GIVEN TASK 1 -> List every temperature in degrees that the hiking account below mentions.

TEXT ->
================================
After lunch we continued upwards. As people forged ahead I had
plenty of time to walk a solitary journey and contemplate all of the terrible
pain I was in. As we moved forward, every 2 hours or so our guide would stop us
all to point out ancient ruins and other Incan related beauty.
Eventually we made it to our first campsite. I was NOT the
last person to arrive. J2, it must be said, was the FIRST to arrive, by a
long shot. She may have a career as a chaskey. It was demoralizing to some of
the rest of us who might not have been last but were perhaps 13th by a fair
amount.
Tents were all set up for us, including a dining tent where we
were given snack and tea. Snack was popcorn and cookies, and the tea was
amazing, especially as it was pretty cold outside. This particular campsite was
advertised as having a shower. Having not washed my hair at the hostel
due to the cold, and with another 6 days ahead of me, I decided to brave the
shower which cost $1.50 per use and was SWORN to have hot water.
I was the first to brave the shower. I handed over my
money, grabbed my beautiful new camping towel, and stepped into the dirt
encrusted little stall and took a moment to contemplate the mosquitoes
congregating in various corners and around the drain. I started to shut the
door but as I did realized there was no light. I walked back out and
asked the shower owner where the light was. "No light," he told
me. At first I started to grab my headlamp, but then I realized the shower was
probably not the greatest place for a headlamp's well-being. So I got
back in the shower in the total darkness, felt around for the water chain, and
was immediately doused in the freezing cold waters of the Andes.
"Hot" apparently to Peruvians just means "not physically
frozen into ice quite yet." Combined with the 45 degree temperature of the
outdoors, this quickly climbed the charts to make onto the Top Five Worst
Showers I Have Taken Around the World.
Quickly, the previous top 5 were:
1. The first shower I took in Bolivia upon coming down from the
Death Journey through the mountains. I begged a stranger to use her shower
which turned out to be a nozzle hanging over the toilet. I was given a
broom to hang onto to in order to continuously sweep water into a drain in the
center of the floor as I showered, with the windows open, in temperatures of
30-35 degrees, in water that was just barely not frozen while simultaneously
trying not to faint, vomit, or poop uncontrollably.
2. Upon returning from Iceland to France where I stopped in
Chateaulin to visit Alexa's home in the boarding house of her school, only to
discover the heat and of course hot water broken in 40 degree weather whereupon
I was forced to boil water in an electric kettle repeatedly to fill a bucket,
stand in the middle of the bathroom, and dump all of the hot water over my head
in one swift movement.
================================
GIVEN TASK 2 -> Please filter the listing below, keeping every line that contains the word "hardwood". Case counts.

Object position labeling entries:
================================
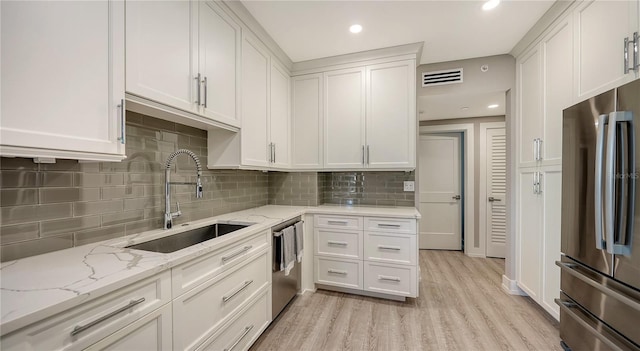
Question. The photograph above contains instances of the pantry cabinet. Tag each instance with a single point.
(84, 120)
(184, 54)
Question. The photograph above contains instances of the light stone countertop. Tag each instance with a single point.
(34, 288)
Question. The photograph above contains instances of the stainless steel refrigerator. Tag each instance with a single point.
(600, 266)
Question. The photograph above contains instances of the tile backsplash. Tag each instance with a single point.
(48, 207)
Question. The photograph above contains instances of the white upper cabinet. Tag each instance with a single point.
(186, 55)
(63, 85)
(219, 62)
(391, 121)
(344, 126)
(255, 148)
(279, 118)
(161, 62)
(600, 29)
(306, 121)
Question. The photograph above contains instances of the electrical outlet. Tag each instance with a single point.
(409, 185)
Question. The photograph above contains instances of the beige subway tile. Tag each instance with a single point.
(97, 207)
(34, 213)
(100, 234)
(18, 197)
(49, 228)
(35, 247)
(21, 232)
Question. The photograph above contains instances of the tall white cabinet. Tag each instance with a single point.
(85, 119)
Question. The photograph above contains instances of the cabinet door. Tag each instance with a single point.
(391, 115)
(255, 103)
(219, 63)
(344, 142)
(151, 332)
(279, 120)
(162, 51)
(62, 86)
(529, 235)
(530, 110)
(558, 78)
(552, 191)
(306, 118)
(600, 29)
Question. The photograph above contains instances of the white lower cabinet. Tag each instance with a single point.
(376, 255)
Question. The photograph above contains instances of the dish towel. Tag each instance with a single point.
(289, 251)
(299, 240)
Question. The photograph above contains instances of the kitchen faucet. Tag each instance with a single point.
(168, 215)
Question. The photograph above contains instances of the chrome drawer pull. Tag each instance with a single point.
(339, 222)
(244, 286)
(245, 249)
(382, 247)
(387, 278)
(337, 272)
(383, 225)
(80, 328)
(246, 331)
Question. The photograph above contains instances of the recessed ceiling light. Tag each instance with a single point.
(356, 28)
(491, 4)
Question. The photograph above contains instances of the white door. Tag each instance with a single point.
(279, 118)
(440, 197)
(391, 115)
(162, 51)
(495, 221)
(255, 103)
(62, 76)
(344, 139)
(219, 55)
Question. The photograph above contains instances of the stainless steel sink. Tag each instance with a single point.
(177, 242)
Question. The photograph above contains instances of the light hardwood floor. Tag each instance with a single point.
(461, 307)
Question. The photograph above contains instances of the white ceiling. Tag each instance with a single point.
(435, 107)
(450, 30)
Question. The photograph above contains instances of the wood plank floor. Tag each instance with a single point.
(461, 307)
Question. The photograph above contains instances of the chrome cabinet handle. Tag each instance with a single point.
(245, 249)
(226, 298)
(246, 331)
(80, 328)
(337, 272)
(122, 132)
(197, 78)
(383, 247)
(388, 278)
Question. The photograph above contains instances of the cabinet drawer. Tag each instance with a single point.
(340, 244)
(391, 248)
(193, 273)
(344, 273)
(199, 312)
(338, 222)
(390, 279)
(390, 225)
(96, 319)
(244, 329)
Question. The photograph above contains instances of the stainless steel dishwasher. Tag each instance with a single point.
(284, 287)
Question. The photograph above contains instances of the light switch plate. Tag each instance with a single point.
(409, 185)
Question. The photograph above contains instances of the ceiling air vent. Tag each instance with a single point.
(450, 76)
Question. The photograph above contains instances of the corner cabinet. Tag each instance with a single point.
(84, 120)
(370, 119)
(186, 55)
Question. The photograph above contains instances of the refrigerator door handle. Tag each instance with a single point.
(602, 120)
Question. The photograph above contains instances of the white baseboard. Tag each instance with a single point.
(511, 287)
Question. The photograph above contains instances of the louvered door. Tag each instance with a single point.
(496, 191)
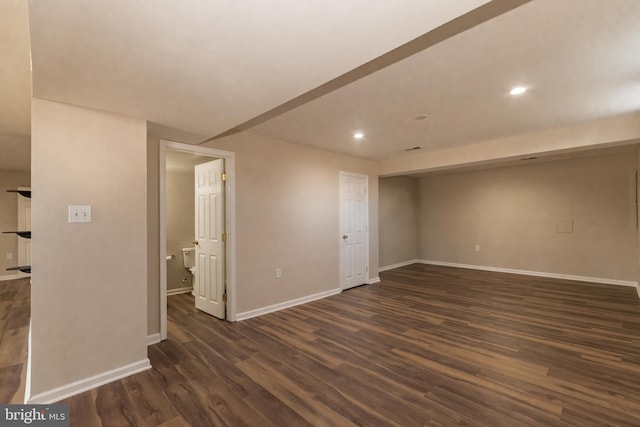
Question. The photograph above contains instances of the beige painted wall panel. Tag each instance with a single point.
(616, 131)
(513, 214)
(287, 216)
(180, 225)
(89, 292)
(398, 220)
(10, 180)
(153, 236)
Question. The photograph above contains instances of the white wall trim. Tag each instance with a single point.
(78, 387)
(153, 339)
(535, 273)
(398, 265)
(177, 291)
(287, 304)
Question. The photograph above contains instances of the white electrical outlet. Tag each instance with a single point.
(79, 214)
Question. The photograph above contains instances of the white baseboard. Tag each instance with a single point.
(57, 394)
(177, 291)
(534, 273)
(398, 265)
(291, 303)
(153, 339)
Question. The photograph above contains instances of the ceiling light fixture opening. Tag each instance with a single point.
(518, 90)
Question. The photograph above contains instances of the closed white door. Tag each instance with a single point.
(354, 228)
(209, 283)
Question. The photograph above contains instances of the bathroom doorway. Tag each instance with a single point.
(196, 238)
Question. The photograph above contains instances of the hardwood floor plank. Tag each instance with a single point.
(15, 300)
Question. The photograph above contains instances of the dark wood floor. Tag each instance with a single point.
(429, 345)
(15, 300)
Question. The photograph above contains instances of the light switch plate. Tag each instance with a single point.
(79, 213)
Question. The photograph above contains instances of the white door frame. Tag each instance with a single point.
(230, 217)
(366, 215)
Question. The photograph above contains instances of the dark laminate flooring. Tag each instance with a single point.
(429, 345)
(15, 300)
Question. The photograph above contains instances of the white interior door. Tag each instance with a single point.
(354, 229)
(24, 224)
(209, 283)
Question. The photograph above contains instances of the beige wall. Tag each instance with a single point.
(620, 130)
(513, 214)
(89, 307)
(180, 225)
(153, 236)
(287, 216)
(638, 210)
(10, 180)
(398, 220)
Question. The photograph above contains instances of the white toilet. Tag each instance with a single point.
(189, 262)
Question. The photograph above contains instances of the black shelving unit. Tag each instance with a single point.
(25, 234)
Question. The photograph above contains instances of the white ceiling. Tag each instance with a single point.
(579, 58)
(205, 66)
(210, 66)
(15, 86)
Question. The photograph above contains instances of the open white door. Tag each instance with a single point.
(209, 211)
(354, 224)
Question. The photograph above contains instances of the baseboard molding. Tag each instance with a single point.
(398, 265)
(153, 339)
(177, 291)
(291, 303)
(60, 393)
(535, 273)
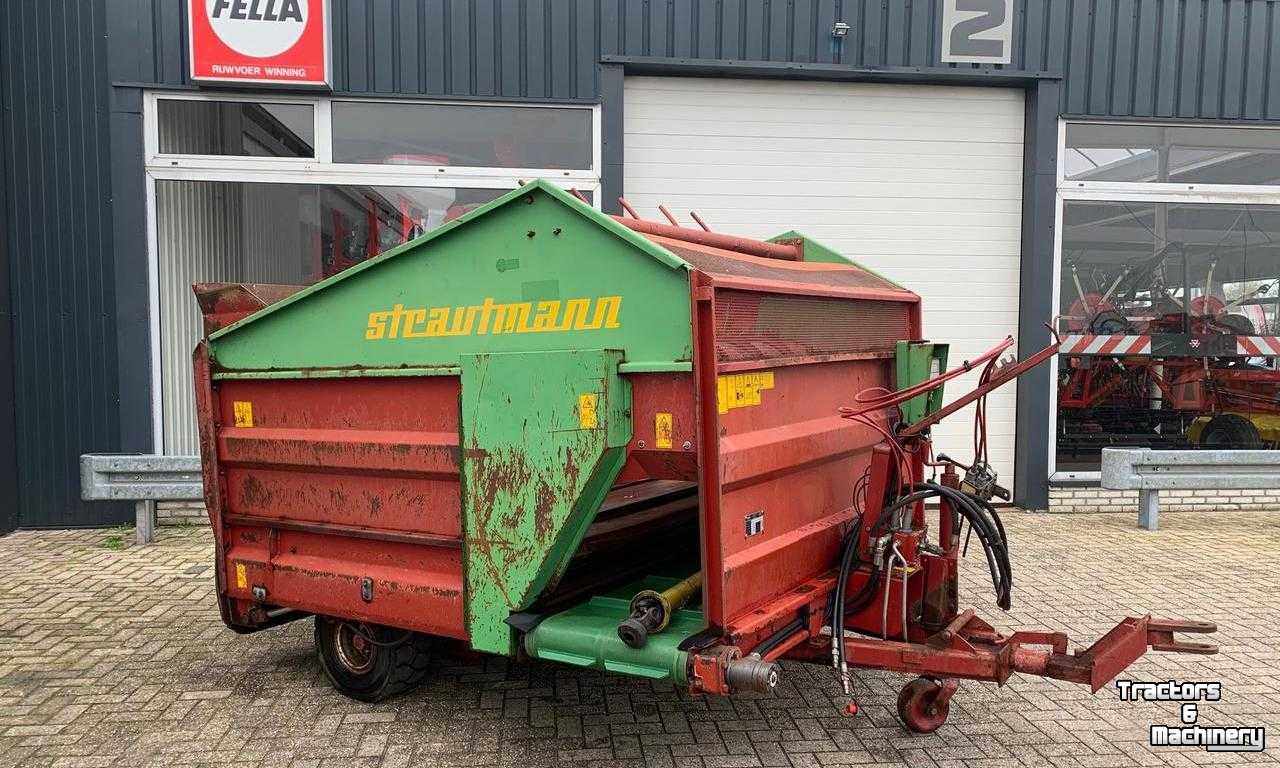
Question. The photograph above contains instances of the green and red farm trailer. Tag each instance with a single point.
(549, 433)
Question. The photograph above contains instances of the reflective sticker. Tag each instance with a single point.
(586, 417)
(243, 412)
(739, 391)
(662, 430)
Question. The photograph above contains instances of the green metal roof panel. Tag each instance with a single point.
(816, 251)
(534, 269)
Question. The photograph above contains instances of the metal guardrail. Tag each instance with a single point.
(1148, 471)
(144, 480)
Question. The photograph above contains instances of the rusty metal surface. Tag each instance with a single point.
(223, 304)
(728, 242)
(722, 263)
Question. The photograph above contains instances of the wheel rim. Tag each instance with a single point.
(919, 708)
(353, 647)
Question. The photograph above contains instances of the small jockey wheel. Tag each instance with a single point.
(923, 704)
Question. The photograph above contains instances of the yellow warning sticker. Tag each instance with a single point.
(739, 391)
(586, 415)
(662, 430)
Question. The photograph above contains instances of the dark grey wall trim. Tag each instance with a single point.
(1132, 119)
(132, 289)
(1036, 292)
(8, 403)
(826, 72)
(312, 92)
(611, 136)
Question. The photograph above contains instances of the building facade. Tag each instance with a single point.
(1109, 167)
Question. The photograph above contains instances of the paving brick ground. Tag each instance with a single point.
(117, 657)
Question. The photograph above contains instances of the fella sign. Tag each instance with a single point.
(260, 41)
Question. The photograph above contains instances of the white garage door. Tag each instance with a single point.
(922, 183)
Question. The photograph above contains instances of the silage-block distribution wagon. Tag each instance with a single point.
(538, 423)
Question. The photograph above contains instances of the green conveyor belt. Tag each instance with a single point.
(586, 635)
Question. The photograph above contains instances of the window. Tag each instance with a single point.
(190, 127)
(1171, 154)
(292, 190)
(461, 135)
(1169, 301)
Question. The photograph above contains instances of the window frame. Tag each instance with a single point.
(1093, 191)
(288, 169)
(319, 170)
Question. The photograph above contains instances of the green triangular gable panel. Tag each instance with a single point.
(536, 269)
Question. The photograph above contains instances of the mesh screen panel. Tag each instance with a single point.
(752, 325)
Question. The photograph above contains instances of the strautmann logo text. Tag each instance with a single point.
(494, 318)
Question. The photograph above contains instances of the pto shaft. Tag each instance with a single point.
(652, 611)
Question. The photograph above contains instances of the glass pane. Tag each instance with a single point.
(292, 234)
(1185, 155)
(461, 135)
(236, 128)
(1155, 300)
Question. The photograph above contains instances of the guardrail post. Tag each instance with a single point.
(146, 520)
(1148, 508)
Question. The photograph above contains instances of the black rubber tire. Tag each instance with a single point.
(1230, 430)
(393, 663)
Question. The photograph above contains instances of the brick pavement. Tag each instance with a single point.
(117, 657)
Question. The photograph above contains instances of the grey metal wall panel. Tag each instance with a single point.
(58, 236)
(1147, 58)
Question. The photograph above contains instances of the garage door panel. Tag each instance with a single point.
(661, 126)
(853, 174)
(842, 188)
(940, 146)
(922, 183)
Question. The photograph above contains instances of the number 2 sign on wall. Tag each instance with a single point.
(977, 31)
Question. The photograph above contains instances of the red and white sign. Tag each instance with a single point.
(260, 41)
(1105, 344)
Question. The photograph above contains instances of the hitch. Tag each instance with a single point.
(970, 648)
================================
WRITTEN REPLY 1 ->
- 45 degrees
- 30-35 degrees
- 40 degrees

WRITTEN REPLY 2 ->
Question. The photograph above contains instances of the light hardwood floor. Tag each instance with a single point.
Question. The photograph above contains instances of the hardwood floor plank. Tag each instance with a single point.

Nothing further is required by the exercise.